• _Instrucciones_:
a - Resume en dos oraciones el texto sobre lectura y educación.
b - Prosigue el texto sobre lectura y educación a partir de su última oración.

Leer es siempre entender, preguntar, saber, olvidar, borrar y conectar. Leer, dice Alberto Manguel, “nos brinda el placer de una memoria común, una memoria que nos dice quiénes somos y con quiénes compartimos este mundo. Leer (profunda y detenidamente) nos permite adquirir conciencia del Mundo y de nosotros mismos13”. Leer (educar) nos sitúa en el contexto de las palabras dadas y compartidas. Sin lectura común (sin una educación común), sin una memoria compartida es imposible habitar el mundo. La pregunta es ¿cómo enseñar a leer en voz alta? ¿cómo hacer de esa lectura una experiencia colectiva y compartida? ¿qué lenguajes necesitamos? ¿qué gramáticas debemos enseñar? ¿qué palabras nos debe dar la escuela? ¿dónde buscar nuevas palabras? ¿cómo debemos educar?
Preguntarnos por cómo educar es preguntarnos por cómo queremos vivir. Preguntarse por los saberes que debe promover la escuela es preguntarse por el sentido último de la escuela. Preguntarse por las finalidades de la educación es hacerlo sobre aquello que nuestros esfuerzos educativos deberían tratar de conseguir. Preguntarnos por las metas es, en definitiva, preguntarnos por el contenido, el propósito y las relaciones educativas. Y es preguntarnos también por los métodos. La pregunta sobre qué enseñar en la escuela, al estar vinculada a los fines, es siempre una pregunta acerca de qué es educativamente deseable14. Pero también es una pregunta vinculada al cómo deseamos aprender. No está de más recordar que no todo aprendizaje, ni toda metodología son educativamente deseables.
La educación es siempre un quehacer político, sostenía Pablo Freire. Es una práctica ética y política. Y en ese sentido, como decía Marina Garcés, preguntarse sobre qué y cómo debemos enseñar en la escuela es situarnos siempre ante una cuestión ética y política, porque “solo cuando tenemos claridad sobre lo que queremos lograr a través de nuestros esfuerzos educativos es posible tomar decisiones significativas sobre el qué y el cómo de tales esfuerzos, es decir, decisiones sobre los contenidos y los procesos15”. No está de más recordar que la educación, a diferencia del aprendizaje, está siempre enmarcada por un fin, es decir, por un sentido de propósito –lo que significa que los maestros y las maestras siempre necesitan hacer juicios acerca de lo que es deseable en relación con diferentes propósitos que enmarcan su práctica16. El educador es siempre un político y un artista (un artesano diría Jorge Larrosa); lo que no puede ser es un técnico frío. Ello significa que tiene que tener una cierta opción: la educación para qué, la educación en favor de quiénes, la educación contra qué17.

• _Registros proporcionados_:
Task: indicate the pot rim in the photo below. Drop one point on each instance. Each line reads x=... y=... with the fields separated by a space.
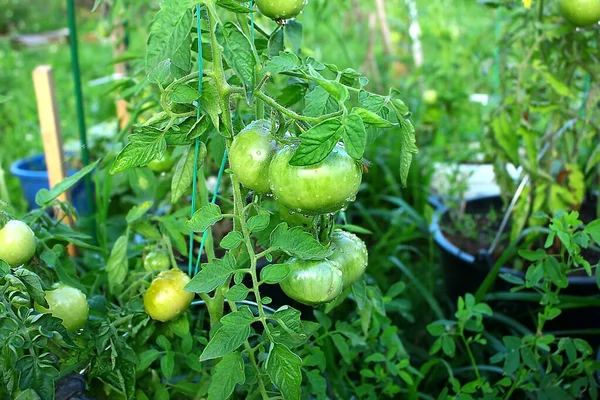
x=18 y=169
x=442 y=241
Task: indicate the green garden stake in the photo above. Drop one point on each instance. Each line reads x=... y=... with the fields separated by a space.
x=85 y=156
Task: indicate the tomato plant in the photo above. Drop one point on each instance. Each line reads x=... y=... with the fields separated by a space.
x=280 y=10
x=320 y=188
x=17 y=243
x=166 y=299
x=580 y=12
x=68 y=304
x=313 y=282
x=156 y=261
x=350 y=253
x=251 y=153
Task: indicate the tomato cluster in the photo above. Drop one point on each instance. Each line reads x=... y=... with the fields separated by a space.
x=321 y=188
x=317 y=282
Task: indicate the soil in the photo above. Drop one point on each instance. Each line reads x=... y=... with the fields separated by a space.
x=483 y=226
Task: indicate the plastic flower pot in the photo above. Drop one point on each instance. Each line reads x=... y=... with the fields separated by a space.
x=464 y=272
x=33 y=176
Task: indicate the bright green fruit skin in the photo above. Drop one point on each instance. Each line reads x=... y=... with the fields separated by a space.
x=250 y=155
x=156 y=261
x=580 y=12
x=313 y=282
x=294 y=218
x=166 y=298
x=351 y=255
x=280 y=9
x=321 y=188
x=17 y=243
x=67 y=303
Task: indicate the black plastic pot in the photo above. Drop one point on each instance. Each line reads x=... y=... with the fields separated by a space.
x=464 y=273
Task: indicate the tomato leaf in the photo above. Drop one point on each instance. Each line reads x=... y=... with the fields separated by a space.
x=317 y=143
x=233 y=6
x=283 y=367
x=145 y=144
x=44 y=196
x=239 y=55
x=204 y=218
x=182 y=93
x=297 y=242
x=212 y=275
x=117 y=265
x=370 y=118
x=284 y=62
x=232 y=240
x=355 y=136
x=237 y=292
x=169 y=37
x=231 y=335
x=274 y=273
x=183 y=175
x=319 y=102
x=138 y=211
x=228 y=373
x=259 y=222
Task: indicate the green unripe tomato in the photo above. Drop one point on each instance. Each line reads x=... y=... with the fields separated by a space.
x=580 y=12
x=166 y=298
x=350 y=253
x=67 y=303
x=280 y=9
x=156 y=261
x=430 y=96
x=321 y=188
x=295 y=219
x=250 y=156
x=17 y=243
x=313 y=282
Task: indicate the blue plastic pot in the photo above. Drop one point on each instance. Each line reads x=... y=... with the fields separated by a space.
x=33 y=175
...
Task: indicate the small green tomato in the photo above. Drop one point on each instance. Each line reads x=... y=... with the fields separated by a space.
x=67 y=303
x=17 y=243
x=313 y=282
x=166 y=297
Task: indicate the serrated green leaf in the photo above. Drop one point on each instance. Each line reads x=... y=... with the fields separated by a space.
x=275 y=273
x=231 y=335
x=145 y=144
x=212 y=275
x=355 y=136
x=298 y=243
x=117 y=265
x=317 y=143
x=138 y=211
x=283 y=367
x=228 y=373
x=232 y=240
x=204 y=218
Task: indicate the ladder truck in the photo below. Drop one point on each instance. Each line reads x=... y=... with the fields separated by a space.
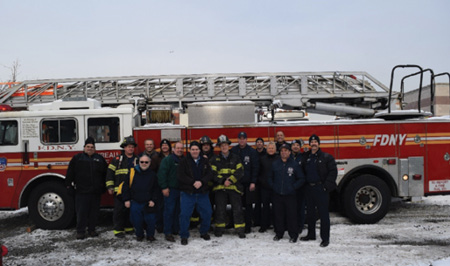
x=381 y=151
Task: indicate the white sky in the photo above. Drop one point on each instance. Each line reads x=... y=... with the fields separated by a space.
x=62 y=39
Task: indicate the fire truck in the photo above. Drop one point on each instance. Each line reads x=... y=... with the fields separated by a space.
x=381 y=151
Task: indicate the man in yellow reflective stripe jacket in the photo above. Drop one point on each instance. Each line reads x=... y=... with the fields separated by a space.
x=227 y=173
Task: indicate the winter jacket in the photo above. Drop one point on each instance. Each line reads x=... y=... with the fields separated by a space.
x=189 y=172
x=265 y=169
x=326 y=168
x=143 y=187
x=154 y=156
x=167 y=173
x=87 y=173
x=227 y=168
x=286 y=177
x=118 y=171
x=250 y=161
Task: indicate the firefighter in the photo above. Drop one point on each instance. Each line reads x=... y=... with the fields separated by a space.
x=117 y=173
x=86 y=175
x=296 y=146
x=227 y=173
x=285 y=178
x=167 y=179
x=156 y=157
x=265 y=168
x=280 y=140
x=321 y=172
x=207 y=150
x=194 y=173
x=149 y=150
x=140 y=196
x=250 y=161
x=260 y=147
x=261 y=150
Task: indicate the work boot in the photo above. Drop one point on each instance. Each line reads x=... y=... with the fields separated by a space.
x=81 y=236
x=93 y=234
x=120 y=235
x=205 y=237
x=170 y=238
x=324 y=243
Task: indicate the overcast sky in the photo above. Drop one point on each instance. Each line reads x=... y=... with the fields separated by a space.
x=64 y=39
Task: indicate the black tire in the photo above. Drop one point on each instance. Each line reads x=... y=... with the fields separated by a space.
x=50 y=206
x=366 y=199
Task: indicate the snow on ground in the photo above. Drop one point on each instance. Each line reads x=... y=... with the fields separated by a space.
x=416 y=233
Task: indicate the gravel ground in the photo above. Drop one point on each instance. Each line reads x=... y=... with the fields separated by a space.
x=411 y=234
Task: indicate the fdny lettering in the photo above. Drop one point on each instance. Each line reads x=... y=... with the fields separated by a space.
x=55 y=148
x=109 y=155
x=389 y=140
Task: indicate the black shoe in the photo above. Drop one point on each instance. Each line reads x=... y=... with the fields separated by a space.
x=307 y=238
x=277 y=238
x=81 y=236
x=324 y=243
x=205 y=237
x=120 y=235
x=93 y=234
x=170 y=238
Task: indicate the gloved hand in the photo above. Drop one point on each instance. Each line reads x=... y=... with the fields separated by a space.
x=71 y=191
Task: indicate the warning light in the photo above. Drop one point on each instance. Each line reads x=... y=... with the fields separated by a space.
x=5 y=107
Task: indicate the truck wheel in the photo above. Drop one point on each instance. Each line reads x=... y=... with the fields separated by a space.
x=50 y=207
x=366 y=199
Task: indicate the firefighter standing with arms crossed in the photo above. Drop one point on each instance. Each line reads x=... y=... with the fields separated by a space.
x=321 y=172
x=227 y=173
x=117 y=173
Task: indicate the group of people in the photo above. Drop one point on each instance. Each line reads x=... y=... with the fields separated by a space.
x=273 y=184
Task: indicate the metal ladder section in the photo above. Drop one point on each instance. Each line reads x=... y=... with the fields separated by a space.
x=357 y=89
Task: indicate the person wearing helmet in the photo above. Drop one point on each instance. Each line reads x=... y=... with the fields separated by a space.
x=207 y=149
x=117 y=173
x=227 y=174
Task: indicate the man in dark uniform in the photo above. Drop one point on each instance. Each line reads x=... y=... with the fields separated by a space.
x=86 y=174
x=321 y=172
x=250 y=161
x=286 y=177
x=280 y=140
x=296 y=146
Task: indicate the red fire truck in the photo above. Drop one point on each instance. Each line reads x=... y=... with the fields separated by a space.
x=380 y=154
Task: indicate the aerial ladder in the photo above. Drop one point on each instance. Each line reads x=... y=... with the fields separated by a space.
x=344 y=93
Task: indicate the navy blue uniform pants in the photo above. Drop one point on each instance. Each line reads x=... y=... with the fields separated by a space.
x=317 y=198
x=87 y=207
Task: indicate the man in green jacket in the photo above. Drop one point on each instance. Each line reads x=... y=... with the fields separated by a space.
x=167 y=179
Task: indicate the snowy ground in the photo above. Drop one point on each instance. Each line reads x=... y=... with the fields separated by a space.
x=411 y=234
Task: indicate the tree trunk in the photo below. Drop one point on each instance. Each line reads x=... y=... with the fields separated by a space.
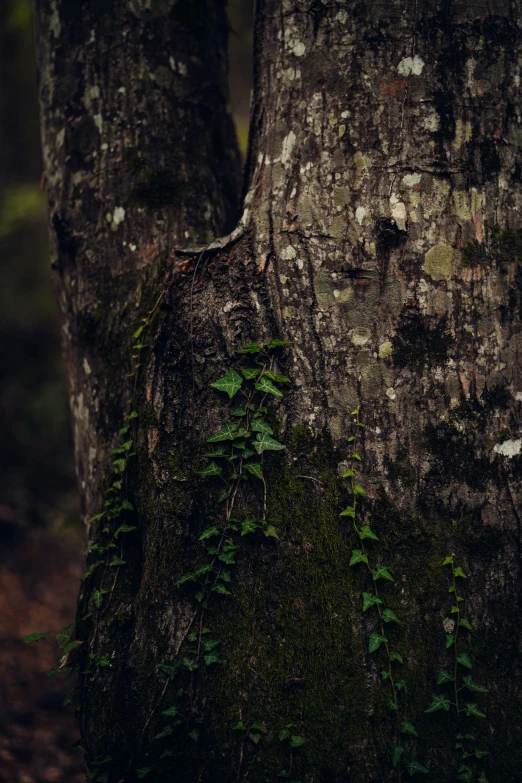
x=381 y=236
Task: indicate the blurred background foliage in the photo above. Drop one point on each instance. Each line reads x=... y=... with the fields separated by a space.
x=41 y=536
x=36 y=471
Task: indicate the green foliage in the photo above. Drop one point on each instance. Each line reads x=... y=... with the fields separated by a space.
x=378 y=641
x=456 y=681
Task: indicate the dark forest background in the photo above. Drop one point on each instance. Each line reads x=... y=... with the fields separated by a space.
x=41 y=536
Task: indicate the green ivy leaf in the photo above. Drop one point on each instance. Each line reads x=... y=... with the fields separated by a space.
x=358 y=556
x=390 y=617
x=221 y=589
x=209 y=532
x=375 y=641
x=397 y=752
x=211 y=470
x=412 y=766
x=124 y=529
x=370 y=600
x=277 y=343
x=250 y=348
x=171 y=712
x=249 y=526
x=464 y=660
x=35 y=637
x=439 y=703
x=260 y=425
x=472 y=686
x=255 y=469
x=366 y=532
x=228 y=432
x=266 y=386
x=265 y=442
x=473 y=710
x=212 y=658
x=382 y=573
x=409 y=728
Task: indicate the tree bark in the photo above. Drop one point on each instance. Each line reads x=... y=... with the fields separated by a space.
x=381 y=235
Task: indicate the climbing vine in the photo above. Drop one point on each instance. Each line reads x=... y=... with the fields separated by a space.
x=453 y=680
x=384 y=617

• _Respuestas_:
a - Leer profunda y detenidamente nos permite adquirir conciencia del mundo y de nosotros mismos, y sin una lectura común y una memoria compartida es imposible habitar el mundo, de modo que el texto se pregunta cómo enseñar a leer y cómo educar. Preguntarse qué y cómo enseñar es preguntarse por los fines de la educación y por cómo queremos vivir, una cuestión ética y política que obliga al educador a tomar una opción en lugar de actuar como un técnico frío.

b -
El deseo, creciente, de hacer que la educación sea sólida, garantizada, predecible y libre de riesgos, es un intento de negar que la educación lidia siempre con seres humanos, y no con objetos inanimados. También es una manera de negar nuestra vulnerabilidad y la fragilidad del Mundo. Querer convertir la educación en algo medible, objetivo y seguro es no entender que en educación “lo normal es que la cosa no funcione: que el otro se resista, se esconda o se rebele18.” Es no entender, como decíamos al principio, que son la fragilidad, la vulnerabilidad, el carácter situado y contingente de la existencia y la incertidumbre lo que nos hace humanos, y que, como decía Mèlich, siempre existimos a la primera, rodeados de ignorancia, perplejidad y dudas.
Educar siempre implica tomar partido y siempre conlleva un riesgo. Un riesgo que no está en que los educadores fracasen por no estar suficientemente cualificados. Un riesgo que no está tampoco en que la educación fracase por no estar suficientemente basada en la evidencia científica. Un riesgo que no está en que los alumnos fracasen por no estar esforzándose lo suficiente o porque carezcan de motivación. Un riesgo que existe porque la educación no consiste en llenar una vasija, sino en encender una llama. Un riesgo que existe porque no se puede ver a los alumnos como objetos para ser moldeados o disciplinados, sino como sujetos de acción y responsabilidad19.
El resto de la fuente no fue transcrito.